What to do:
Each line below with the string "green" should be copied.
Start of Block
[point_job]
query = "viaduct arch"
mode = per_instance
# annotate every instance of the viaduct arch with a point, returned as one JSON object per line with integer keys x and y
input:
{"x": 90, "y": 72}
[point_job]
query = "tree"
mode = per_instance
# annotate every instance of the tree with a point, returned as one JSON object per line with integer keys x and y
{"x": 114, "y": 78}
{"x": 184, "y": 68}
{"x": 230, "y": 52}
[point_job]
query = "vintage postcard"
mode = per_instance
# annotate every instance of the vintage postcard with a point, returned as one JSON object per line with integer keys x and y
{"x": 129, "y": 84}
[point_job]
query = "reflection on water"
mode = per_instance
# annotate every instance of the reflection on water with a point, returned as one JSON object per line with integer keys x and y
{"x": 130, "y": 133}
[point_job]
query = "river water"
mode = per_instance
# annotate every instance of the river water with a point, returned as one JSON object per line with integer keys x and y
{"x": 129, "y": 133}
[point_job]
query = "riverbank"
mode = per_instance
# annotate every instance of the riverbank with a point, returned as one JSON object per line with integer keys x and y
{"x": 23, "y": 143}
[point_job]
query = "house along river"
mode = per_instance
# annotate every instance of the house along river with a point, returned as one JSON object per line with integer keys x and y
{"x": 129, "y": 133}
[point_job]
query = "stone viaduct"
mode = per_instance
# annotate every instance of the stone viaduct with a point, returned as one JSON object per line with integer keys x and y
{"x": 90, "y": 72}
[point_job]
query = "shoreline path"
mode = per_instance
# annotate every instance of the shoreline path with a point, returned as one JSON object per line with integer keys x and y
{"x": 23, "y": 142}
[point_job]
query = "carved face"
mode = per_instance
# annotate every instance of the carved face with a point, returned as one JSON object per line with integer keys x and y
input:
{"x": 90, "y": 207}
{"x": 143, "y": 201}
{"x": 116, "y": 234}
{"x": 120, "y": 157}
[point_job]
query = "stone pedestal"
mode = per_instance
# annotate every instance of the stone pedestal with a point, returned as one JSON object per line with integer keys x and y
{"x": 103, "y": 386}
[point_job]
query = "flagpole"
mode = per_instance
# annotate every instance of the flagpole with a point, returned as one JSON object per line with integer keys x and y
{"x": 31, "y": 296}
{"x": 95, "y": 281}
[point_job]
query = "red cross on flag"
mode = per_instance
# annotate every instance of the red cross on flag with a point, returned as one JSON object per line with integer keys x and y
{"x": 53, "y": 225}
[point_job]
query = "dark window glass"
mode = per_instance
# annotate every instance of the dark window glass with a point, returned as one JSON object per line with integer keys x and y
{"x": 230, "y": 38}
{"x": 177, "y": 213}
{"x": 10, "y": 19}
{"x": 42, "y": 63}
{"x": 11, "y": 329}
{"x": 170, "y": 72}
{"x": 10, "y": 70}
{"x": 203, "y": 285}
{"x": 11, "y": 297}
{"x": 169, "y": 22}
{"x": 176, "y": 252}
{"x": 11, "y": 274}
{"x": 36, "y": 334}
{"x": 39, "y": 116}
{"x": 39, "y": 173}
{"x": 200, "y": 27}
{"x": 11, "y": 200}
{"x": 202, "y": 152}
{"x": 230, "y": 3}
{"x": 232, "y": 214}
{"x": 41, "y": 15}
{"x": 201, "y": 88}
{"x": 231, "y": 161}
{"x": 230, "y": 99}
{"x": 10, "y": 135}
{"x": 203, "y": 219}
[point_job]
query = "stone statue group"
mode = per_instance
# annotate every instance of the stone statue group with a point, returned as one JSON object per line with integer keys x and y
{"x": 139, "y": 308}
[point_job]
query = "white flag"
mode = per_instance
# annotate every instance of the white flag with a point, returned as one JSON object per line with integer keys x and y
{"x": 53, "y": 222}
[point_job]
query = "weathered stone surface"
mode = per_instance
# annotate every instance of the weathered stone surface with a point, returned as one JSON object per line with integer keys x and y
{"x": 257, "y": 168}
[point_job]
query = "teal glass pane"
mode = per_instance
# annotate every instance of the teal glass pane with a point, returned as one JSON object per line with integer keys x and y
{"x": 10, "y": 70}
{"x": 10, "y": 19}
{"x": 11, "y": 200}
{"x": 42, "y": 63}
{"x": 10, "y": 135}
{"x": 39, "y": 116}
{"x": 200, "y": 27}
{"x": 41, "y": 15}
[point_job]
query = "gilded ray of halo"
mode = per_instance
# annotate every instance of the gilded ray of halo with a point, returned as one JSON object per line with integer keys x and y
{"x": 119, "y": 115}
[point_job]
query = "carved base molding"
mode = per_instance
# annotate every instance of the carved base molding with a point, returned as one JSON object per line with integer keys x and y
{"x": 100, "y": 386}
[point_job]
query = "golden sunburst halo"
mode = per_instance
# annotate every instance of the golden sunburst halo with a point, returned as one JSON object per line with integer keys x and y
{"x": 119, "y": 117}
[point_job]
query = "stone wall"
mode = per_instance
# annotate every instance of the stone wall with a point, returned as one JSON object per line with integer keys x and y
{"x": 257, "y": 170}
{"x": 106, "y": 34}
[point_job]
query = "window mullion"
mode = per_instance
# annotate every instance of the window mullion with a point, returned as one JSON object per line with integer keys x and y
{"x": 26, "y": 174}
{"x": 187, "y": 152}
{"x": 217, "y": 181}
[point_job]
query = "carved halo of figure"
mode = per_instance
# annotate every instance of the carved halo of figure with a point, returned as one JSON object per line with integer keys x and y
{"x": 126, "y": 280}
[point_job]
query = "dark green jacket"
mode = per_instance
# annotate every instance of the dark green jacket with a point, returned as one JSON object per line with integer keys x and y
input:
End of Block
Answer below:
query = "dark green jacket"
# annotate every instance of the dark green jacket with a point, returned as one JSON object per line with integer keys x and y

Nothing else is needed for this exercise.